* EXCERPT TO READ
<<<<

Opponents’ study says Colorado public option could shutter hospitals
By Joey Bunch
January 7, 2020
The day before the General Assembly convenes, a study by a consulting firm for an advocacy organization indicates a public option insurance program might not be good solution.
Lawmakers are expected to work on a public-private insurance competitor to help create competition and pull down rates, but opponents — especially hospitals — says its price caps and other measures could harm access to health care and cost jobs in the industry.
The study released Tuesday by FTI Consulting Inc. and Colorado’s Health Care Future claims the proposal would have “sweeping negative consequences,” including putting up to 23 rural hospitals at risk and 83% of Colorado hospitals would see a reduction in reimbursements.
FTI Consulting analyzed reimbursements to Colorado hospitals and estimated the impact of rate-setting measures to predict the reduction or elimination of hospital services.

>>>>

* DIRECTIONS
1. According to the article on the Colorado public option study, how many rural hospitals could be put at risk?
2. Pick up the article on the Colorado public option study after its last sentence and write the next few sentences.

Referring expression pointing data:
<<<<

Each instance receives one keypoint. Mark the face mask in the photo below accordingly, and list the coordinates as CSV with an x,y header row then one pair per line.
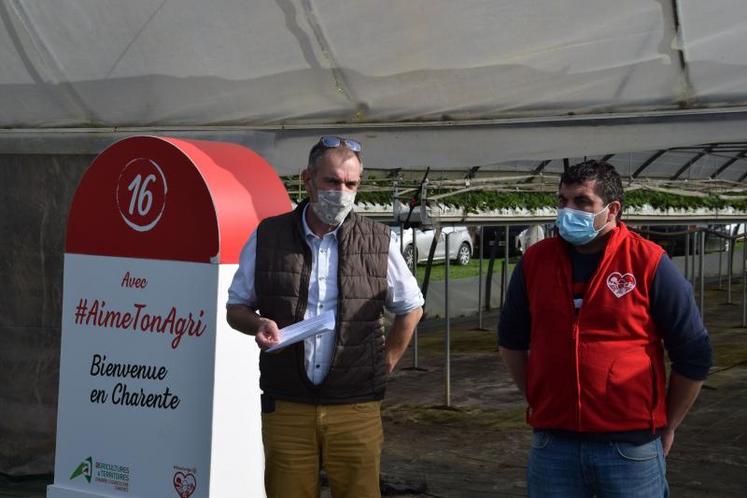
x,y
332,206
577,227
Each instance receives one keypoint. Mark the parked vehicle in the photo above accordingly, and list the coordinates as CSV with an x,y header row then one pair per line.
x,y
460,244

>>>>

* ANSWERS FOR THE TASKS
1. The study claims up to 23 rural hospitals could be put at risk.

2.
“The likely response to financial pressures resulting from insufficient payment rates depends in large part upon the overall financial health of the hospital and its ability to shift costs to other payors,” the report states. “Hospitals in areas like Alamosa County, where fewer than 20% of patients are covered by commercial insurance, would be left with few options and could be forced to eliminate services, close facilities or lay off workers.
“Such measures have direct implications for access to care in underserved areas.”
The proposal, however, does little to reduce the number of uninsured people in Colorado, though Democrats’ main purpose is to reduce costs for health care, which are among the highest in the country.